> **Your tasks**:
**a)** According to the article on ISIS child soldiers, how many people were killed in the attack at the Kurdish wedding in Turkey?
**b)** Please copy the passage from the article on ISIS child soldiers that begins at the words "The release of" and stops after "killed 54 people.".
**c)** Translate this sentence from the article on ISIS child soldiers into Spanish: "ISIS has recently been increasing its use of child soldiers on the front lines, particularly as a method in targeting civilians."

> **Provided text**:
+++

By Olivia Rizzo
In a video released on Friday, Aug. 26, by ISIS, five children around the age of 10 years old are shown standing behind kneeling prisoners dressed in orange jumpsuits. Moments later, the children, dressed in camouflage and black gloves, execute the prisoners, according to The Sun.
In addition to the prisoner execution footage, the nine-minute video also depicts graphic scenes of destruction across the ISIS-controlled territory of Raqqa, Syria, such as images of dead bodies and war-torn buildings, and features threats against world leaders, like President Barack Obama, according to The Sun.
The release of this latest video comes just days after Iraqi police interceded a child attempting to complete a suicide bombing mission for ISIS on Monday, Aug. 22. According to CNN, video footage depicts police carefully cutting away a belt loaded with explosives from a visibly upset boy in Kirkuk, Iraq. It is believed that the 15-year-old boy entered the city from the ISIS stronghold Mosul.
This occurred a day after another child soldier detonated a bomb in an attack at a Kurdish wedding in Turkey on Sunday, Aug. 21, which killed 54 people.
ISIS has recently been increasing its use of child soldiers on the front lines, particularly as a method in targeting civilians. The governor of Kirkuk Governorate, Najmaldin Karim, told CNN, “(ISIS tells) them if they do this, they will go to heaven and have a good time and get everything that they ever wanted.” The terrorist group maintains its child army by encouraging families to join its mission, kidnapping children and seizing schools, while promising free education.
Human Rights Watch reported that ISIS and similar terrorist groups, “have specifically recruited children through free schooling campaigns that include weapons training and have given them dangerous tasks, including suicide bombing missions.”

+++

> **Data for analysis**:
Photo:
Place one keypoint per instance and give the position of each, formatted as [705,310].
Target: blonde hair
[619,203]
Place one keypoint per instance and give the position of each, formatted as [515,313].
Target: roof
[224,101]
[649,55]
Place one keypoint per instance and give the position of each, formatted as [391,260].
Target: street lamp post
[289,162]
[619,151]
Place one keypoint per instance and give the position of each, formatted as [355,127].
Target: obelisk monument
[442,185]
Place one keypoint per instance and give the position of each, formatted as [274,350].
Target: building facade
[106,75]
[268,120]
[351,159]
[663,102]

+++

> **Results of the tasks**:
**a)** 54 people.

**b)**
The release of this latest video comes just days after Iraqi police interceded a child attempting to complete a suicide bombing mission for ISIS on Monday, Aug. 22. According to CNN, video footage depicts police carefully cutting away a belt loaded with explosives from a visibly upset boy in Kirkuk, Iraq. It is believed that the 15-year-old boy entered the city from the ISIS stronghold Mosul.
This occurred a day after another child soldier detonated a bomb in an attack at a Kurdish wedding in Turkey on Sunday, Aug. 21, which killed 54 people.

**c)** ISIS ha estado aumentando recientemente su uso de niños soldados en la primera línea del frente, en particular como método para atacar a civiles.